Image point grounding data
::::::::::
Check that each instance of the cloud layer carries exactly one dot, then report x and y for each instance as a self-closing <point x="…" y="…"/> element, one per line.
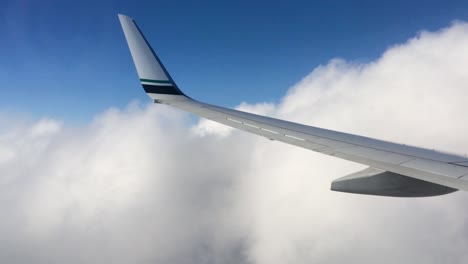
<point x="139" y="185"/>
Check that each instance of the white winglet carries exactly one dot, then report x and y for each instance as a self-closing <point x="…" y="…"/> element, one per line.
<point x="153" y="76"/>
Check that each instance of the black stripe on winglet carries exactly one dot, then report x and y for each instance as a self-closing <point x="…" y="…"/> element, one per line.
<point x="159" y="89"/>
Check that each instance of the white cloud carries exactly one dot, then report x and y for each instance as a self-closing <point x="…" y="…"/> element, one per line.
<point x="138" y="186"/>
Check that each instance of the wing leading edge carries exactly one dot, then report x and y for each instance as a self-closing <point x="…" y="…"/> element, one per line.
<point x="395" y="169"/>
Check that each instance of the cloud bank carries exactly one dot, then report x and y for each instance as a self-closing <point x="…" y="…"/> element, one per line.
<point x="139" y="185"/>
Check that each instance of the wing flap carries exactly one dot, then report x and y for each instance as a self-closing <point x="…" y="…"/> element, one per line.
<point x="374" y="181"/>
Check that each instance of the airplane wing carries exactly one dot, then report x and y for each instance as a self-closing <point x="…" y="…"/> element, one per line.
<point x="394" y="169"/>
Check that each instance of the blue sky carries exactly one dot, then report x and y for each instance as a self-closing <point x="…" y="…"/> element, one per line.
<point x="69" y="59"/>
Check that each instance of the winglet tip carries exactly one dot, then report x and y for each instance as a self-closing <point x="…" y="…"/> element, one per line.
<point x="122" y="16"/>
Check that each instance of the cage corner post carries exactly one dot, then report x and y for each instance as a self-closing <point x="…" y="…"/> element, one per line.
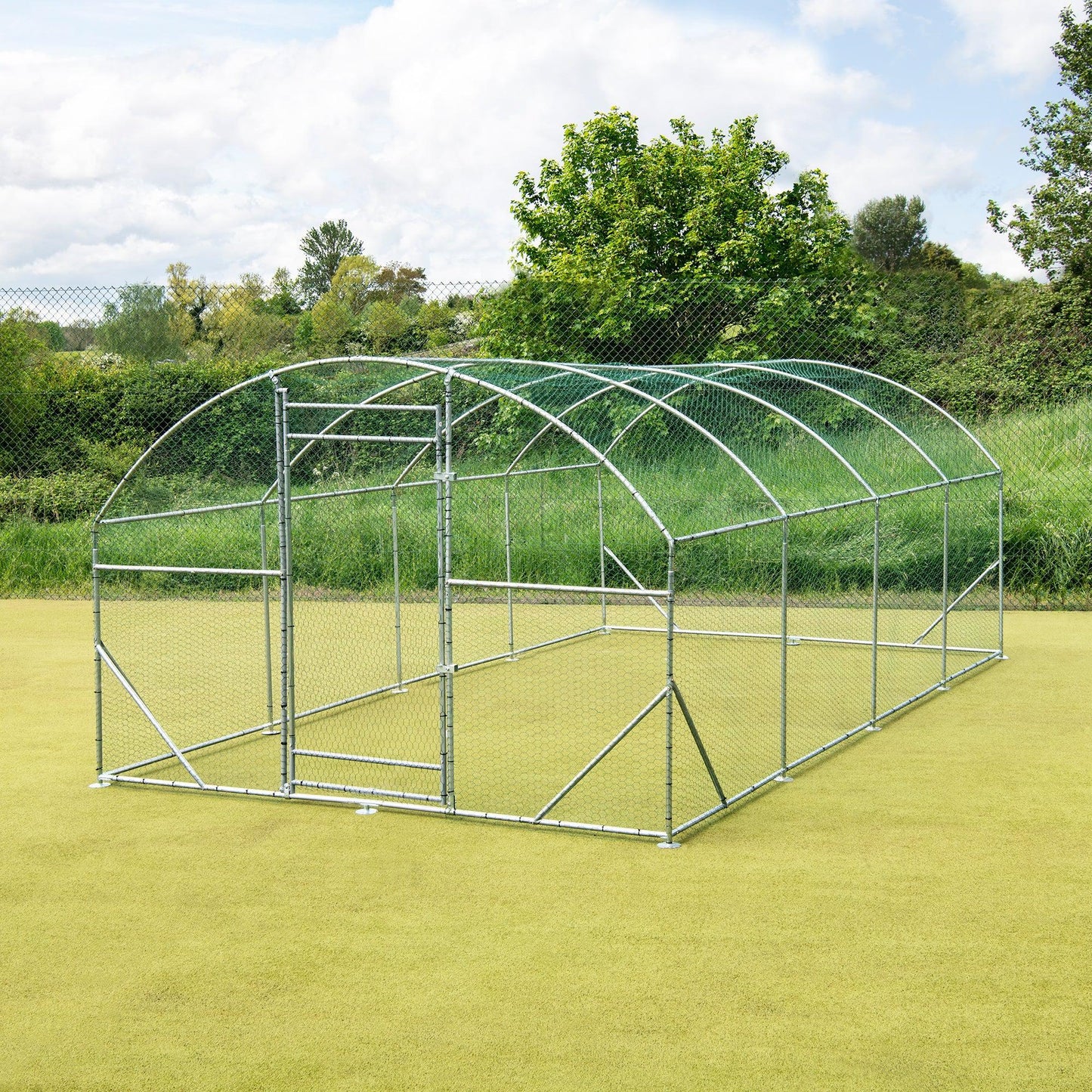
<point x="449" y="664"/>
<point x="784" y="775"/>
<point x="96" y="610"/>
<point x="669" y="842"/>
<point x="944" y="595"/>
<point x="284" y="539"/>
<point x="1001" y="566"/>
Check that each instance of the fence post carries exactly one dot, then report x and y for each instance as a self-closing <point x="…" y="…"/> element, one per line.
<point x="784" y="775"/>
<point x="669" y="842"/>
<point x="603" y="552"/>
<point x="449" y="662"/>
<point x="265" y="608"/>
<point x="98" y="659"/>
<point x="508" y="564"/>
<point x="441" y="598"/>
<point x="398" y="591"/>
<point x="873" y="726"/>
<point x="284" y="542"/>
<point x="1001" y="566"/>
<point x="944" y="600"/>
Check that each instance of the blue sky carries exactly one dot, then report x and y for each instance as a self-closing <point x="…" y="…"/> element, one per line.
<point x="137" y="134"/>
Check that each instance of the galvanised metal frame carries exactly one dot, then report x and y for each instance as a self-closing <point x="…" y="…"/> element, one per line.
<point x="610" y="378"/>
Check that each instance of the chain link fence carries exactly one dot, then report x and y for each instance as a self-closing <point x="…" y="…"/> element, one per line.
<point x="88" y="377"/>
<point x="593" y="596"/>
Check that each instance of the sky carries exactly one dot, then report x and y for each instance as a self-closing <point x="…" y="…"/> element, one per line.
<point x="135" y="134"/>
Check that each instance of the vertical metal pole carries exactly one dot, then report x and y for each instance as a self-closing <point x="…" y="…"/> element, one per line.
<point x="603" y="552"/>
<point x="289" y="596"/>
<point x="1001" y="565"/>
<point x="784" y="652"/>
<point x="98" y="640"/>
<point x="508" y="566"/>
<point x="944" y="601"/>
<point x="876" y="611"/>
<point x="398" y="593"/>
<point x="448" y="483"/>
<point x="441" y="595"/>
<point x="283" y="566"/>
<point x="265" y="608"/>
<point x="669" y="842"/>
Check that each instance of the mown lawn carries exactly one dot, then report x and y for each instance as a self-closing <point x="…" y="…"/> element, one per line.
<point x="912" y="913"/>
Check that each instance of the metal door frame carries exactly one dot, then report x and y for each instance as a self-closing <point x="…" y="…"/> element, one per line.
<point x="441" y="441"/>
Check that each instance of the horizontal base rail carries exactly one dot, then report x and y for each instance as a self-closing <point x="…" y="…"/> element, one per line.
<point x="390" y="804"/>
<point x="336" y="756"/>
<point x="199" y="571"/>
<point x="363" y="439"/>
<point x="527" y="648"/>
<point x="367" y="694"/>
<point x="360" y="405"/>
<point x="360" y="790"/>
<point x="834" y="743"/>
<point x="193" y="747"/>
<point x="530" y="470"/>
<point x="912" y="647"/>
<point x="577" y="589"/>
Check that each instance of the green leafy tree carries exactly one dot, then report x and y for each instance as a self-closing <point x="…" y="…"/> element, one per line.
<point x="1055" y="232"/>
<point x="650" y="252"/>
<point x="284" y="294"/>
<point x="324" y="247"/>
<point x="890" y="232"/>
<point x="139" y="326"/>
<point x="385" y="324"/>
<point x="399" y="283"/>
<point x="355" y="282"/>
<point x="190" y="299"/>
<point x="331" y="321"/>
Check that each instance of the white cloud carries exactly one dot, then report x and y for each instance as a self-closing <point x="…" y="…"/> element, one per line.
<point x="832" y="17"/>
<point x="876" y="159"/>
<point x="410" y="124"/>
<point x="1010" y="37"/>
<point x="991" y="249"/>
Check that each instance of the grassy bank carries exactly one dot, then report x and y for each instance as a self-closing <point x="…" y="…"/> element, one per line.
<point x="346" y="544"/>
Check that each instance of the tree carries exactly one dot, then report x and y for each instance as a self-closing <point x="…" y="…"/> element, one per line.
<point x="324" y="247"/>
<point x="890" y="232"/>
<point x="190" y="297"/>
<point x="355" y="282"/>
<point x="139" y="324"/>
<point x="1055" y="233"/>
<point x="648" y="252"/>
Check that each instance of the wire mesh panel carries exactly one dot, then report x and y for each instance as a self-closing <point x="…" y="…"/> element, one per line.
<point x="611" y="598"/>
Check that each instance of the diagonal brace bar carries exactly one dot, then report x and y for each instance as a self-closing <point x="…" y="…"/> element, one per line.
<point x="131" y="690"/>
<point x="603" y="753"/>
<point x="697" y="739"/>
<point x="617" y="561"/>
<point x="959" y="599"/>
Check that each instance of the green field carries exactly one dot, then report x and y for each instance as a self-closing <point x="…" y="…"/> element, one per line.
<point x="912" y="913"/>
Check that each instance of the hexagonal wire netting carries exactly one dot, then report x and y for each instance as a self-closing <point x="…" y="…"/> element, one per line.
<point x="608" y="598"/>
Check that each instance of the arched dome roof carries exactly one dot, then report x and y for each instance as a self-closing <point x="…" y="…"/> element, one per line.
<point x="772" y="438"/>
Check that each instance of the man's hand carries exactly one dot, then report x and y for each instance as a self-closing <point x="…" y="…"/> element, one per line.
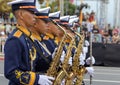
<point x="45" y="80"/>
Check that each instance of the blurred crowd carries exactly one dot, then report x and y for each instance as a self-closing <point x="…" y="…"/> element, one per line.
<point x="106" y="34"/>
<point x="7" y="23"/>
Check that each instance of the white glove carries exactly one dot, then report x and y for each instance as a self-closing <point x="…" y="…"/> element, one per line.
<point x="86" y="43"/>
<point x="45" y="80"/>
<point x="55" y="50"/>
<point x="85" y="49"/>
<point x="81" y="59"/>
<point x="88" y="60"/>
<point x="90" y="71"/>
<point x="62" y="56"/>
::::::::::
An answer that restates all the entries exactly and drops the images is what is needed.

Exercise response:
Check that each instance of the cloud layer carries exactly one dot, then report x and y for each instance as a self-closing <point x="…" y="…"/> element, one per line.
<point x="139" y="185"/>
Check that each instance of the white winglet carries exactly one dot, then report x and y for each instance as a self-closing <point x="…" y="…"/> element, one per line.
<point x="153" y="76"/>
Check that each instance of the black stripe on winglet carries exactly one dot, then report x and y for each instance as a self-closing <point x="…" y="…"/> element, one per line.
<point x="159" y="89"/>
Check that each instance of the white cloud carries exactly one dot, then report x and y for each instance as a self-closing <point x="…" y="…"/> element, one per line.
<point x="138" y="186"/>
Check that each instance of the wing leading edge carries exactly one dot, then report x and y for each instance as a self-closing <point x="…" y="…"/> element, one per line.
<point x="395" y="169"/>
Check that each instance of the cloud bank carries exactly one dot, then report x and y for each instance as a self-closing <point x="…" y="…"/> element, one per line.
<point x="139" y="185"/>
Check that each instance of the wing flap carries exactly one dot, then report x and y for each instance as a self-closing <point x="…" y="…"/> element, one per line.
<point x="374" y="181"/>
Check that each instance of the airplane wing carries exactly one dot, then report x and y for each instance as a self-closing <point x="…" y="…"/> element, one per line.
<point x="394" y="169"/>
Check that each instance of the blue sky carries exactly one dot, then report x and y for each instance as a self-closing <point x="…" y="…"/> element, one per line.
<point x="69" y="59"/>
Check that each instance of the winglet tip carries exactly one dot, then report x and y for each instance as a self-closing <point x="…" y="…"/> element, one per line.
<point x="122" y="16"/>
Check that each instance of the cage corner post carries exactly one dot, then report x and y for each instance as a self-closing <point x="…" y="…"/> element, one per line.
<point x="449" y="664"/>
<point x="784" y="775"/>
<point x="96" y="610"/>
<point x="669" y="842"/>
<point x="944" y="595"/>
<point x="284" y="539"/>
<point x="1001" y="566"/>
Check that each instance of the fence post carries exactly one dot, then report x and y for each instance as a self-closing <point x="…" y="…"/> element, one per line.
<point x="784" y="775"/>
<point x="669" y="842"/>
<point x="603" y="552"/>
<point x="449" y="662"/>
<point x="265" y="608"/>
<point x="98" y="659"/>
<point x="508" y="564"/>
<point x="441" y="598"/>
<point x="398" y="591"/>
<point x="873" y="726"/>
<point x="284" y="542"/>
<point x="1001" y="566"/>
<point x="944" y="600"/>
Check that each instance of the blue sky carries exactly one dot, then report x and y for each instance as a self-closing <point x="…" y="…"/> element, one per line.
<point x="137" y="134"/>
Check that each instance of the galvanised metal frame carries exactly one dot, then report x and y for each instance as a self-closing <point x="…" y="…"/> element, one per line.
<point x="610" y="378"/>
Check that each instance of the chain link fence carries exactly one dot, then report x and y for each instance as a self-closing <point x="…" y="…"/> element, one per line.
<point x="88" y="377"/>
<point x="593" y="596"/>
Check that each instance of the sky carries exactly one dot, then report x and y for each instance as a self-closing <point x="…" y="…"/> element, one per line.
<point x="135" y="134"/>
Check that each instance of the vertical metal pole carries exactly one dot, then report x and y for each instance as a self-closing <point x="…" y="…"/> element, one per line.
<point x="603" y="552"/>
<point x="289" y="596"/>
<point x="1001" y="565"/>
<point x="784" y="652"/>
<point x="98" y="640"/>
<point x="508" y="566"/>
<point x="944" y="601"/>
<point x="876" y="611"/>
<point x="398" y="593"/>
<point x="448" y="483"/>
<point x="441" y="595"/>
<point x="283" y="566"/>
<point x="265" y="608"/>
<point x="669" y="842"/>
Check that each instance of the mown lawn carries exactly one dot, then report x and y for each instance as a self-closing <point x="…" y="…"/> element, one per line.
<point x="912" y="913"/>
Check that each instance of the metal door frame carries exactly one dot, then report x and y for each instance as a self-closing <point x="…" y="…"/> element, one per line.
<point x="441" y="441"/>
Check that each instance of the horizontal base rail carries exactly one dot, then report x and y for each instance as a self-closing <point x="…" y="…"/> element, one per line.
<point x="390" y="804"/>
<point x="336" y="756"/>
<point x="199" y="571"/>
<point x="363" y="439"/>
<point x="527" y="648"/>
<point x="367" y="694"/>
<point x="360" y="405"/>
<point x="360" y="790"/>
<point x="834" y="743"/>
<point x="193" y="747"/>
<point x="530" y="470"/>
<point x="912" y="647"/>
<point x="577" y="589"/>
Check that each instance of the green leafy tree carries exactly one dot, then report x and y for each instance as a self-closing <point x="…" y="…"/> element, one per line.
<point x="1055" y="232"/>
<point x="650" y="252"/>
<point x="284" y="294"/>
<point x="324" y="247"/>
<point x="890" y="232"/>
<point x="139" y="326"/>
<point x="385" y="324"/>
<point x="399" y="283"/>
<point x="355" y="282"/>
<point x="190" y="299"/>
<point x="331" y="321"/>
Check that each instance of the white cloud carries exactly one dot, then report x and y for each instance as a self-closing <point x="…" y="…"/> element, one per line.
<point x="832" y="17"/>
<point x="876" y="159"/>
<point x="410" y="124"/>
<point x="1010" y="37"/>
<point x="991" y="249"/>
Check that each instance of the grassy bank carries exactly one dot, then report x and y for each instance as a self-closing <point x="…" y="…"/> element, one per line.
<point x="346" y="544"/>
Check that each instance of the tree carries exactly one dot, then report x and y for each instance as a self-closing <point x="…" y="…"/> element, one per line.
<point x="324" y="247"/>
<point x="890" y="232"/>
<point x="190" y="297"/>
<point x="355" y="282"/>
<point x="139" y="324"/>
<point x="1055" y="233"/>
<point x="648" y="252"/>
Check that each instance of the wire mesh panel carries exactly one dot, then report x and y for each instance as a self-closing <point x="…" y="…"/> element, one per line.
<point x="611" y="598"/>
Check that each instance of the diagonal brace bar carries exactly one dot, then report x and y for each instance as a self-closing <point x="…" y="…"/> element, one per line.
<point x="131" y="690"/>
<point x="603" y="753"/>
<point x="697" y="739"/>
<point x="617" y="561"/>
<point x="959" y="599"/>
Check that each instance of the green field carries exactly one dot, then report x and y for each instance as a self-closing <point x="…" y="…"/> element, one per line.
<point x="912" y="913"/>
Check that each instance of the hexagonal wire netting carries exactly one dot, then report x and y for each instance as a self-closing <point x="…" y="…"/> element, one per line.
<point x="608" y="598"/>
Check that each instance of the arched dome roof carries exactly one dot, then report x and y for each instance as a self-closing <point x="…" y="…"/> element, one per line.
<point x="772" y="438"/>
Check that each instance of the man's hand carries exactly one dot, then report x and y for each instance as a self-closing <point x="…" y="…"/> element, one per line.
<point x="45" y="80"/>
Check that each instance of the blurred crowd carries exactly one dot, then report x and y for each instance as a self-closing <point x="…" y="…"/> element, one per line.
<point x="106" y="34"/>
<point x="7" y="23"/>
Check that each instance of the white glove carries exactly one dot, then report x and y for each instance as a self-closing <point x="…" y="…"/> element, one per line.
<point x="86" y="43"/>
<point x="45" y="80"/>
<point x="55" y="50"/>
<point x="85" y="49"/>
<point x="81" y="59"/>
<point x="88" y="60"/>
<point x="90" y="71"/>
<point x="62" y="56"/>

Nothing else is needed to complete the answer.